#### To be done
Please change every "marker" in the material below to "point", and reproduce all the lines with nothing else altered.

[BEGIN Material to process]

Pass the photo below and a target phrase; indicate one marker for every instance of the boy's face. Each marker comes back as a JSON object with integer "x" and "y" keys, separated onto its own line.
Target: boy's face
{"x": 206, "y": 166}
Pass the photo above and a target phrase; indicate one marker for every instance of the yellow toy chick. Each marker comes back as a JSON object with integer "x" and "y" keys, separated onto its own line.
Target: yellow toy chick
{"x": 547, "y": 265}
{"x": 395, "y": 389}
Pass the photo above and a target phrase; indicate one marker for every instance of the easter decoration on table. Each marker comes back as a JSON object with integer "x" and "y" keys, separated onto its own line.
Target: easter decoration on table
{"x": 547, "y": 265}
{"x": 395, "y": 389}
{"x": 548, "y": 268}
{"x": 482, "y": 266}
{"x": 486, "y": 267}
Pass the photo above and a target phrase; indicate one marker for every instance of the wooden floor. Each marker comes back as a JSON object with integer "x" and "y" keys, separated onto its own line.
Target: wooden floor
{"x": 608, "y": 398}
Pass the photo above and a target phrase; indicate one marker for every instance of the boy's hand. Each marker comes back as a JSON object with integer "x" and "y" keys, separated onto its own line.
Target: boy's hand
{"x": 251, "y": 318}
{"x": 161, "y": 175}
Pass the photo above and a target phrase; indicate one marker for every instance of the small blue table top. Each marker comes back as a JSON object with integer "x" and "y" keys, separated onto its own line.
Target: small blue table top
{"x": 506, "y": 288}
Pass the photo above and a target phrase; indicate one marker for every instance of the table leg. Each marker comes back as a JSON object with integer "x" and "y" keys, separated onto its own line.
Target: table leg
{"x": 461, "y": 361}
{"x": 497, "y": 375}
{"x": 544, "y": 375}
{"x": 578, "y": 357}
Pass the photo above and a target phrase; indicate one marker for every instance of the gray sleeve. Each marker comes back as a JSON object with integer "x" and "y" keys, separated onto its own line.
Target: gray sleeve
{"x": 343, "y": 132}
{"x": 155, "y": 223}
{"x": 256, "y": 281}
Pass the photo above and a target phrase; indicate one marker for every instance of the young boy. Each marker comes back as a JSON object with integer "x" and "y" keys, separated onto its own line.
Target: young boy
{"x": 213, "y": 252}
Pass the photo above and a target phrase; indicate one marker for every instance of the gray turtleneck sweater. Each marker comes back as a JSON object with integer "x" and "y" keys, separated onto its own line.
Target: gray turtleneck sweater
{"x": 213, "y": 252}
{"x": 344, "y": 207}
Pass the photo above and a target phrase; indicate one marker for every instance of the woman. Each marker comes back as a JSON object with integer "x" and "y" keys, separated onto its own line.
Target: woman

[END Material to process]

#### Exercise solution
Pass the photo below and a target phrase; indicate one point for every instance of the boy's face. Each point comes back as a JSON object with integer "x" and "y" keys, separated onto its own line.
Target: boy's face
{"x": 206, "y": 166}
Pass the photo above and a target phrase; indicate one point for every instance of the yellow toy chick. Each point comes back as a JSON object with integer "x" and "y" keys, separated onto its own line.
Target: yellow toy chick
{"x": 547, "y": 265}
{"x": 395, "y": 389}
Pass the photo above and a target phrase; indicate one point for every instance of the easter decoration on table. Each point comes back as a JSON object with integer "x" and "y" keys, separated onto its own line.
Target: easter decoration on table
{"x": 547, "y": 265}
{"x": 395, "y": 389}
{"x": 548, "y": 268}
{"x": 482, "y": 266}
{"x": 486, "y": 267}
Pass the photo above and a target phrase; indicate one point for every instance of the wooden floor. Each point comes back as a JSON object with integer "x" and "y" keys, separated onto its own line.
Target: wooden floor
{"x": 608, "y": 398}
Pass the photo above and a target phrase; indicate one point for every instance of the boy's hand. Each point comes back as a JSON object with integer "x" and "y" keys, separated onto its own line.
Target: boy's hand
{"x": 251, "y": 318}
{"x": 161, "y": 175}
Pass the photo above and a target phrase; indicate one point for every instance of the small blue table top. Each point comes back as a JSON object with integer "x" and "y" keys, separated onto its own line.
Target: small blue table top
{"x": 506, "y": 288}
Pass the photo above and a target phrase; indicate one point for every instance of the table leg. Each point comes back as a JSON object with integer "x" and "y" keys, separated onto its own line.
Target: table leg
{"x": 461, "y": 361}
{"x": 497, "y": 375}
{"x": 544, "y": 375}
{"x": 578, "y": 357}
Pass the photo above and a target phrase; indicate one point for every instance of the gray sleeve. Each point comes back as a JSON object with integer "x" and "y" keys, separated onto its own line.
Target: gray sleeve
{"x": 343, "y": 132}
{"x": 155, "y": 223}
{"x": 256, "y": 281}
Pass the photo above and a target phrase; indicate one point for every instance of the young boy. Each point comes back as a JSON object with integer "x" and "y" keys, separated onto its own line.
Target: young boy
{"x": 213, "y": 252}
Pass the photo above and a target phrase; indicate one point for every instance of the gray turtleneck sweater. Each point comes back as a JSON object with integer "x" and "y" keys, separated onto its own line.
Target: gray turtleneck sweater
{"x": 213, "y": 252}
{"x": 344, "y": 207}
Pass the photo above and a target phrase; indicate one point for every instance of the woman. Each point comes back as a JSON object with integer "x" and "y" keys, separated onto its own line.
Target: woman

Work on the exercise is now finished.